Stored items from a collection:
-=-=-=-=-
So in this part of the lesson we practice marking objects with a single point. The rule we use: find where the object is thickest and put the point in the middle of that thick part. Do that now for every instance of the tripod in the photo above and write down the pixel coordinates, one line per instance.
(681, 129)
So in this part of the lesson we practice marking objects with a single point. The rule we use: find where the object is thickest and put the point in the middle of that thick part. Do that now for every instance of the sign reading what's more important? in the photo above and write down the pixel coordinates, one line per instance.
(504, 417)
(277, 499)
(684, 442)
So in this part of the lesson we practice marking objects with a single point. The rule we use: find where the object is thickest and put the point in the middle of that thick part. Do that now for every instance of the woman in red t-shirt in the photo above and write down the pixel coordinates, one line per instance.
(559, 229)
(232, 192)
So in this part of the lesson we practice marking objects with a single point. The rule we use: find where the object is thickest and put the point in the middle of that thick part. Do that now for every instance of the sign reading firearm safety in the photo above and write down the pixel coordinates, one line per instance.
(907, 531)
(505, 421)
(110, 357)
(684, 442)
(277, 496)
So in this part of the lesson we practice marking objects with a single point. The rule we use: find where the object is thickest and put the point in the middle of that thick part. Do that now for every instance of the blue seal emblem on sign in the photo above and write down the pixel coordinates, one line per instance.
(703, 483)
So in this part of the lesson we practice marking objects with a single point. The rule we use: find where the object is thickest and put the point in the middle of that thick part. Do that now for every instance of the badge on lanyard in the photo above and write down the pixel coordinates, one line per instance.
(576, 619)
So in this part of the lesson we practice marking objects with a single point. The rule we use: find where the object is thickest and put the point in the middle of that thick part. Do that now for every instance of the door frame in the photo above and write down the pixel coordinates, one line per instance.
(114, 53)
-=-=-=-=-
(TASK INSTRUCTIONS):
Repeat every entry exactly as written above.

(SOLVED PROBLEM):
So in this part of the lesson we practice marking objects with a single point. The rule we use: find where the object is thickest and put the point in the middle of that thick part. Do that now for every instance of the tripod in the photo above and write down the pixel coordinates, one line per instance.
(681, 129)
So in this part of the lesson we practice marking objects with a single point. The rule we use: find where the object is thickest and put the point in the middle of that thick part. Do that now for every instance of the sign reading what's more important? in the photo above and write down the pixel coordinates, one line per instance.
(504, 417)
(277, 499)
(684, 442)
So in this part of the lesson we practice marking objects with a single point. The rule we use: find where the object is thickest and put the point in the middle of that thick part. Do that now for every instance of the woman in red t-shirt in the photo above and write down the pixel coordinates, one line per instance.
(559, 229)
(232, 192)
So in this part of the lesson we practice marking objects with a single point. The rule we use: find where the object is thickest and put the point in the middle of that thick part. Do that now for every instance of the sign reading firearm safety in the photo above and write down the pixel coordinates, one line per instance.
(907, 531)
(505, 421)
(110, 357)
(684, 442)
(277, 496)
So in this part of the lesson we practice marking objects with a single point. The rule we use: find where the object is thickest and put the point in the middle of that thick part. Do that now for every instance of the blue seal emblem on sign in the photo above and write down the pixel coordinates, one line per instance.
(703, 483)
So in this part of the lesson we practice marking objects with a single point. The rule we use: find where the object is thickest and put the point in the middle of that thick part. Do that now for every instance of the badge on lanyard in the photo above and write down the pixel coordinates, one line per instance.
(576, 619)
So in this part of the lesson we practice marking objects with a single point. The rule we use: find where the object is thickest and put the point in the middle of that thick part. Do that now for every instance of the door frame in the photo above and write down the pixel coordinates, one line per instance.
(114, 53)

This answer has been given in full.